Documento di partenza:
------------------------------------------------
Ridurre le emissioni di ammoniaca dell’agricoltura Italiana è un obiettivo ambizioso e raggiungibile se i tempi e i mezzi a disposizione sono adatti. Questo è il tema del workshop promosso dalla Società Italiana di Agronomia di concerto con il Mipaaf e organizzato nel contesto della Fiera Agricola di Verona il prossimo 3 febbraio.
È noto che l’agricoltura contribuisce in modo preponderante (98%) alle emissioni di ammoniaca. Numerosi comparti agricoli sono implicati (fig. 1). Questo gas concorre a determinare vari impatti sull’ambiente e non solo nelle aree prossime alle emissioni, ma anche in zone molti distanti e appartenenti ad altri Stati Membri, per questo fa parte dei problemi di inquinamento “trans-frontaliero”, oggetto di accordi internazionali. Una vasta serie di regolamenti comunitari da anni indica il modo di calcolo delle emissioni di ammoniaca e stabilisce l’approccio per affrontare il problema e per favorire interventi di mitigazione. I regolamenti sui limiti nazionali alle emissioni in atmosfera stabiliscono per ciascun Paese dell’Unione europea gli obblighi di riduzione delle emissioni nazionali di alcuni inquinanti atmosferici (biossido di zolfo, ossidi di azoto, particolato atmosferico, composti organici volatili e, appunto, ammoniaca) da realizzare entro il 2030 rispetto ai livelli del 2005. Al momento, il valore di riduzione per l’ammoniaca indicato all’Italia dalla Commissione europea è molto elevato ed esiste grande preoccupazione sulla capacità da parte dell’agricoltura italiana di riuscire a rispettare questo impegno.
Un passaggio inevitabile
Ma perché l’ammoniaca è un problema? È un gas rilasciato nell’aria dai suoli agrari o da sorgenti di emissioni quali gli effluenti zootecnici quando nei processi biologici e di degradazione della sostanza organica l’azoto passa attraverso lo stato ammoniacale. È importante notare che tale passaggio è quasi sempre necessario perché l’importantissimo elemento nutritivo azoto possa essere utilizzato dalle piante, siano esse spontanee o coltivate. Sebbene il suolo e molti residui organici riciclati in agricoltura conservino lo ione ammonio e l’ammoniaca stessa al proprio interno perché adsorbiti al complesso di scambio cationico o perché sia sufficientemente diluiti nella soluzione circolante, un certo livello di perdita è inevitabile: il sistema suolo-pianta anche nei suoi equilibri naturali emette comunque azoto nell’atmosfera.
------------------------------------------------
Voci dei dati:
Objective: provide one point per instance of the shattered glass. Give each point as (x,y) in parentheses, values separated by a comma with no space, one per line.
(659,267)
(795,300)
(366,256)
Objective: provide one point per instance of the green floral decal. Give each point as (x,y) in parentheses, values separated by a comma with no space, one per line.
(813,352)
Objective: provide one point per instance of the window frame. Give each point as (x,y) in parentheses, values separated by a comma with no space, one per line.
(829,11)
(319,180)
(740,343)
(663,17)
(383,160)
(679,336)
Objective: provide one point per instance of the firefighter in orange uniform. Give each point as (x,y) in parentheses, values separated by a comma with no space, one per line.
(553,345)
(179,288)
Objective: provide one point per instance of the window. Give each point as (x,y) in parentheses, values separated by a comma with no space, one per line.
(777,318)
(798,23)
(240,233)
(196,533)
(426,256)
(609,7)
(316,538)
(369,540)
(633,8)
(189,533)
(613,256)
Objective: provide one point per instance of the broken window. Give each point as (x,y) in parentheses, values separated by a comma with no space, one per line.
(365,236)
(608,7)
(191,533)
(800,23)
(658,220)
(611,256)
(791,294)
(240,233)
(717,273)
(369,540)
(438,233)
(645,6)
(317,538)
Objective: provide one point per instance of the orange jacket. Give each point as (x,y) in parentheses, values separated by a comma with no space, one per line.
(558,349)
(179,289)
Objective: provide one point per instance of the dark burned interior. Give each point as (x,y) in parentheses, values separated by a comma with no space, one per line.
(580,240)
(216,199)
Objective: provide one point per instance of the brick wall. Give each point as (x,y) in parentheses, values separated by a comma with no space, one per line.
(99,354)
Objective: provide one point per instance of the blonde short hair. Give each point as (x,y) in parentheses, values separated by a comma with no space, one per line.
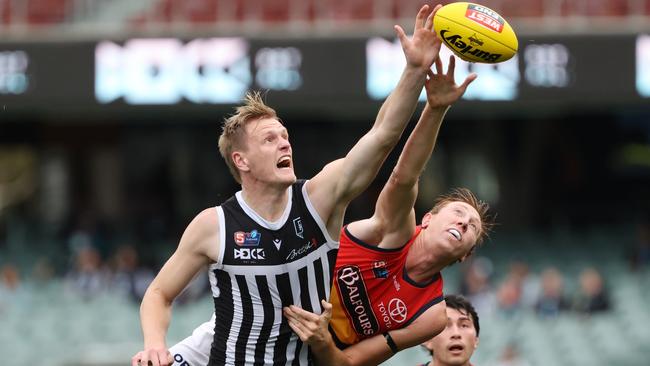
------------------------------------------------
Prosegui il testo sulle emissioni di ammoniaca dell'agricoltura, partendo subito dopo la sua ultima frase. Le voci non servono per questo lavoro.

Un volta nell’aria l’ammoniaca crea diversi problemi. Reagisce con i nitrati e i solfati presenti nell’ara formando particolato fine, che, in effetti, in varie aree geografiche Italiane risulta elevato anche fuori dalle città. Prolunga la sua permanenza, eventualmente ossidandosi, ma ricadendo comunque al suolo anche a molti chilometri di distanza dal punto di emissione, contribuendo alle deposizioni umide e secche di azoto. Tali deposizioni possono causare a loro volta eutrofizzazione di aree a vegetazione naturale, acidificazione dei suoli e riduzione della biodiversità. Tale ricaduta contribuisce indirettamente all’emissione di protossido di azoto, potente gas serra. E, infine, non dimentichiamo che ogni kg di azoto perso per volatilizzazione di ammoniaca è una perdita di circa 1 € di maggior costo di concime da acquistare per l’agricoltore. La conclusione è semplice: come le altre molecole azotate, anche l’ammoniaca fino a quando rimane nel suolo o negli effluenti zootecnici è un risorsa preziosa, quando finisce nell’aria è un problema.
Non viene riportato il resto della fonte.